Exercise data:
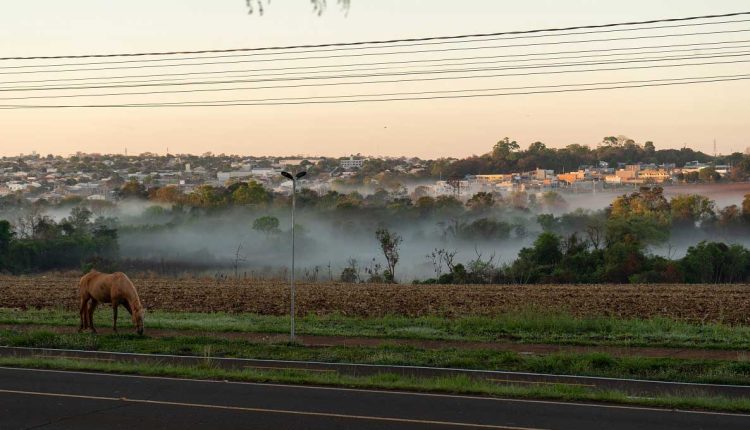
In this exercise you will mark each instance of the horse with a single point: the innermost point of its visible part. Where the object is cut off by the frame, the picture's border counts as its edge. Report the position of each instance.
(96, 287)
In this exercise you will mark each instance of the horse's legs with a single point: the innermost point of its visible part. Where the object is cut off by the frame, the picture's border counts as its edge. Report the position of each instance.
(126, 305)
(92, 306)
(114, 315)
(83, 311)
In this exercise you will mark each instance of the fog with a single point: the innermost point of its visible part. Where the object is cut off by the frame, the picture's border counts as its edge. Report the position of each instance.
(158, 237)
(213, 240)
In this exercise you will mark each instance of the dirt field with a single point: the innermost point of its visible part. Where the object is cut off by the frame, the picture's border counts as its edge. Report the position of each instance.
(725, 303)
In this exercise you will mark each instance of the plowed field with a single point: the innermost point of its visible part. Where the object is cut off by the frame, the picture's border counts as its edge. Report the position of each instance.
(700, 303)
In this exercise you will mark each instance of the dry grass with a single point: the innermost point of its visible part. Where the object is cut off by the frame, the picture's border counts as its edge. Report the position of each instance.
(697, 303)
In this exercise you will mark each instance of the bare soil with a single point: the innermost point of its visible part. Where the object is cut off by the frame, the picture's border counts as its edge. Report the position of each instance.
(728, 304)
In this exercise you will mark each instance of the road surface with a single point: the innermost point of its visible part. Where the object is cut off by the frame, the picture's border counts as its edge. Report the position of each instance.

Direction: Transcribe exactly, and only, the lines from the one bearing "In this exercise you will mark each instance of the plowed" through the last line of the entries, counting both.

Output:
In this exercise you will mark each instance of the plowed field with a single point: the innermost point of its visible part. Where the object is cut off by the frame, the picture's border counts as its edge. Report the position of each instance.
(700, 303)
In this exercise you will mark each instance of the dry grass with a single point: the innermost point of its visible part. Where the object is cut off by the frame, the picture's border counts as its edge. Report the position of each instance.
(697, 303)
In this exercise you will mark each instance of the bare soil with a single point: the innermost point of its visible part. Where the object is cut off by the frame, the picture's border counts as its edge. Report the position of each instance.
(728, 304)
In this exercise you will mark each instance of the road surface with a single point: the innermost point of its visible part. Where the object is cut off by the frame, the picture's border counts as its edge. Report the position of each instance.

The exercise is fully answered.